▸ **Direction A**
In the passage about phone calls with parents, which state do the parents call from? Please answer in a few words.
▸ **Direction B**
Pick up the passage about phone calls with parents after its last sentence and keep it going.

▸ **Provided text**
So I’m not a phone talker. Which means, I’m not the best phone caller. This really bugs the shit out of my folks. When my parents don’t hear from me for a few days, they will undoubtedly call me in Virginia all the way from New Jersey. They would call every day if they could, and sometimes they do, but they try to temper themselves a little bit and play it cool.

As if I’m not on to them.

I don’t know what my parents think is going to happen to me or my family if we don’t talk for a few days. They try to be smooth about it. Let’s say it’s a Saturday morning and our family is out of the house at a soccer game for one of the kids. Let’s say that during this time, they try to call us at home. Nobody answers.

So what comes next? Well, naturally something terrible must have happened to us at 9 AM on a Saturday morning if we are not answering our phone. These suburbs we live in can be a cesspool of violence and turmoil when you look past all the shiny SUVs and minivans. I may have even chipped a nail. So my parents panic and call me on my iPhone. I don’t hear it because I am a running around like a crazy person, watching my 6 year old play soccer, yelling inappropriate things at the 15 year old referee and generally acting like I am watching Arsenal play and not a bunch of little girls who still don’t know what a semi-colon is.

▸ **Provided records**
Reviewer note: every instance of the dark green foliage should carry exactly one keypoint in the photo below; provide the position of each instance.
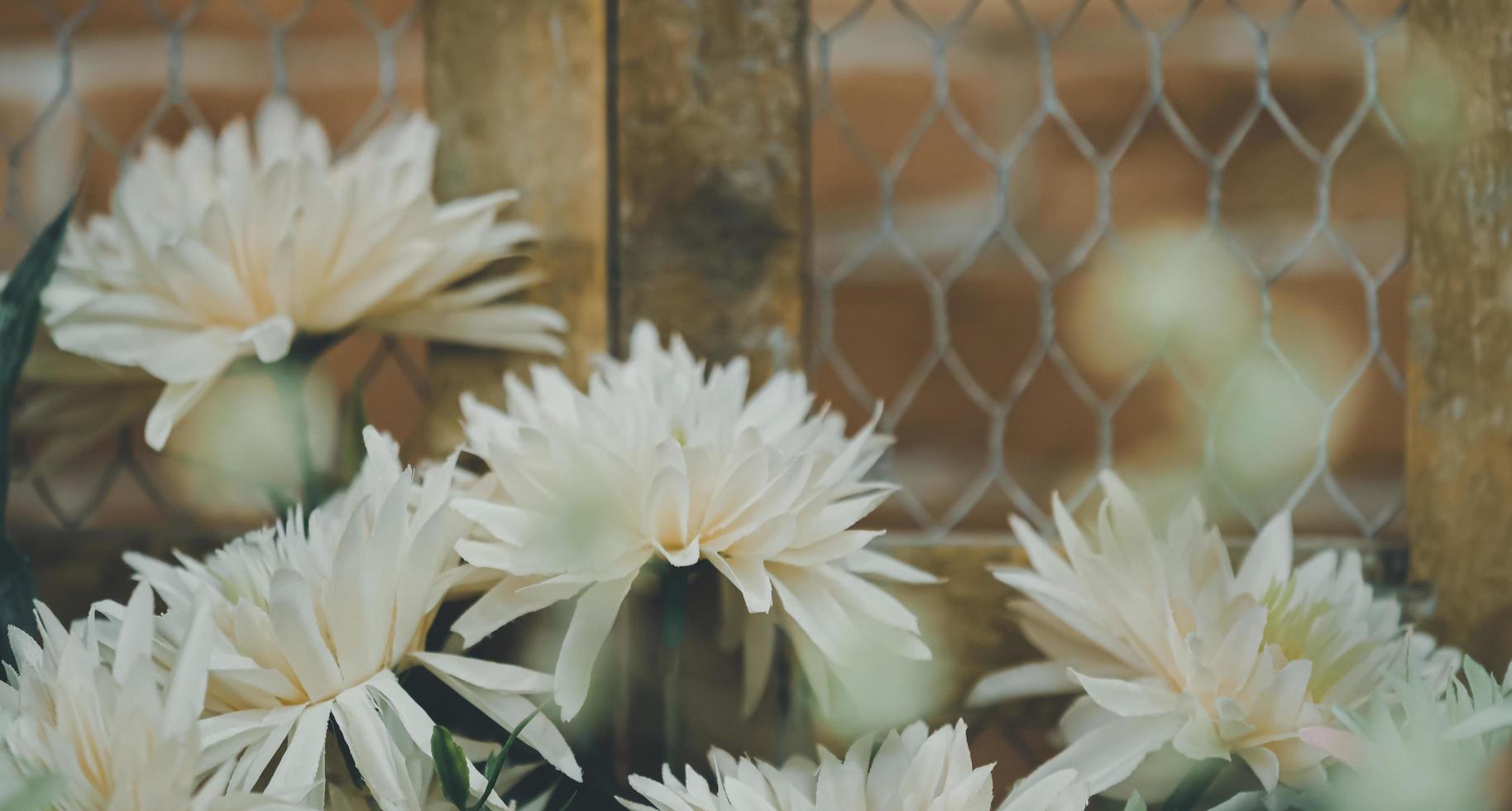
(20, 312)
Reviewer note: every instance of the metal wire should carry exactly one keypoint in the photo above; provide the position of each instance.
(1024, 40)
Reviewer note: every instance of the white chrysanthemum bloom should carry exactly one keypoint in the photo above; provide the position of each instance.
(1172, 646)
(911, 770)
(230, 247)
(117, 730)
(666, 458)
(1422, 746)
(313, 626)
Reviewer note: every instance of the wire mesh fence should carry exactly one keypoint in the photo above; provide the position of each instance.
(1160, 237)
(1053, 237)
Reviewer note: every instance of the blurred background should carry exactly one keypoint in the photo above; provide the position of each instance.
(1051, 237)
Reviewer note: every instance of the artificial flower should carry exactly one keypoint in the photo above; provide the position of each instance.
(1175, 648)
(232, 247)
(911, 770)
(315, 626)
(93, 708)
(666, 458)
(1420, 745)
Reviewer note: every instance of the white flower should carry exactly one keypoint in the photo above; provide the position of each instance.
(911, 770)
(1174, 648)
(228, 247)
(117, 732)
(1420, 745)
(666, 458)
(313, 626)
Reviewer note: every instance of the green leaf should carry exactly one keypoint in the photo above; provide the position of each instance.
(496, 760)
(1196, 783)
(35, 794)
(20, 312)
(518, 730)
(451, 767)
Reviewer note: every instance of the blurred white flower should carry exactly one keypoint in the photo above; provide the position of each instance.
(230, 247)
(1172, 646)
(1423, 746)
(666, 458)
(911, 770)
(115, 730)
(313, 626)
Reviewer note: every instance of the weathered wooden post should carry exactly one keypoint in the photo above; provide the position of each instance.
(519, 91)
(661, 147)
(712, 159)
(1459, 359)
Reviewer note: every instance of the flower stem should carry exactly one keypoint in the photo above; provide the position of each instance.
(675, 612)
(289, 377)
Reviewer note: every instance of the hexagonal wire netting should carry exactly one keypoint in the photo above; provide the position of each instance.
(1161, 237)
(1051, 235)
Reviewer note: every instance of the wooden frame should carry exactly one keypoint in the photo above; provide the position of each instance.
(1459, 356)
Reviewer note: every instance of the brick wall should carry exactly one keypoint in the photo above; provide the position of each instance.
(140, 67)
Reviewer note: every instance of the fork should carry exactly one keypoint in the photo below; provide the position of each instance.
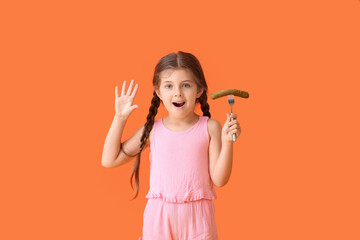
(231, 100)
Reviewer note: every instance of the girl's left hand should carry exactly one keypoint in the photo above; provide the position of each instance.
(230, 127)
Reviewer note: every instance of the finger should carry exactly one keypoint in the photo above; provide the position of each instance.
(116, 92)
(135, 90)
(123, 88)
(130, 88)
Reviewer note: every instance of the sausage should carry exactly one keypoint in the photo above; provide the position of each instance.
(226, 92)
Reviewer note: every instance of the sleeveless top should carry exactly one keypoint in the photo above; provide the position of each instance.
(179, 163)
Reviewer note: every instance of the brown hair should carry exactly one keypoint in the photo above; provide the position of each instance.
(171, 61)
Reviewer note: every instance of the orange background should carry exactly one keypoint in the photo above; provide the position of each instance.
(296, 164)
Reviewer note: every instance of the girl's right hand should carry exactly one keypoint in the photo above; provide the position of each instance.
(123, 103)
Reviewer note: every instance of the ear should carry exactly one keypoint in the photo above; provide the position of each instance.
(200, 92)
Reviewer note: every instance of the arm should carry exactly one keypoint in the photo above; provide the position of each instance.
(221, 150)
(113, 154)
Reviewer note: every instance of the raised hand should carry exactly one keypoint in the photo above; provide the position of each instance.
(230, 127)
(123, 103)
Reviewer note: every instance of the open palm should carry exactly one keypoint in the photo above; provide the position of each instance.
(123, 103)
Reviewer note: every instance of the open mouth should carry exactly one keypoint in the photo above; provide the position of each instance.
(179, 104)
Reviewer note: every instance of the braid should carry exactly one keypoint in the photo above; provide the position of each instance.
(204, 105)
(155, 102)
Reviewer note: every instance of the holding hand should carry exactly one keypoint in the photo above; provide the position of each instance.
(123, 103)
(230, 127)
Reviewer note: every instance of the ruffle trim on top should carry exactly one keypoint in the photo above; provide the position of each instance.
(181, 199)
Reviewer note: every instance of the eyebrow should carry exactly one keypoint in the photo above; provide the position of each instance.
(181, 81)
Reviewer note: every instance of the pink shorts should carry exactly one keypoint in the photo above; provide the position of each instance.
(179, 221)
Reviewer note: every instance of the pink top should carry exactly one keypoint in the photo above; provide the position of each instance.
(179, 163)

▸ **Response A**
New Jersey.

▸ **Response B**
Imagining the worst now. “Vhat if she is in a ditch? Or vhat if she had accident?” Now they start to panic. So they call John’s phone. He doesn’t hear because he is the team coach and is trying to cordon 6 year olds into some semblance of order on the soccer field, no matter that one of them would much rather play Duck, Duck Goose.

My father’s call goes unanswered.

The day passes and we finally realize that we have three messages from my parents, ranging from cool, “Oh, vee just vant to make sure you are gud!” to “Nobody is answering phone. I have called both of you… Ok, call ven you can…” The message sounds dejected and morose, as if John and I were sitting around plotting ways to ignore my parents.

I know I sound like a bit of an asshole when I say this, but these calls stress the shit out of me. Not because I don’t love talking to my parents but because if I am not available when they expect me to be, they assume that I am dead in a ditch somewhere or potentially ignoring their calls.

It brings back to mind the summer that my parents sent me away to camp. Hindu Heritage Summer Camp, to be exact, somewhere in the middle of nowhere the summer between 4th and 5th grade. I wasn’t particularly pumped to be leaving home for that long and I didn’t really know that I wanted to learn all that much about my Hindu heritage because, well, I was 10 years old. Most 10 year old American Hindu kids don’t want to learn about Lord Krishna. I could wax lyrical on Madonna, but not so much on Lord Ganesh, if you know what I mean.

So my parents sent me away to camp, which turned out to be pretty cool. I think they burst into tears when they dropped me off but I was alright. I was ok. I was with my older cousin, Shivam, and we were convinced that we could keep our shit together for the few months we were there. Besides, there were a TON of other Indian American kids just like us there and we already could tell that most of them hadn’t come to train to be yogis. I breathed a sigh of ten year old relief, ate some Skittles and moved on.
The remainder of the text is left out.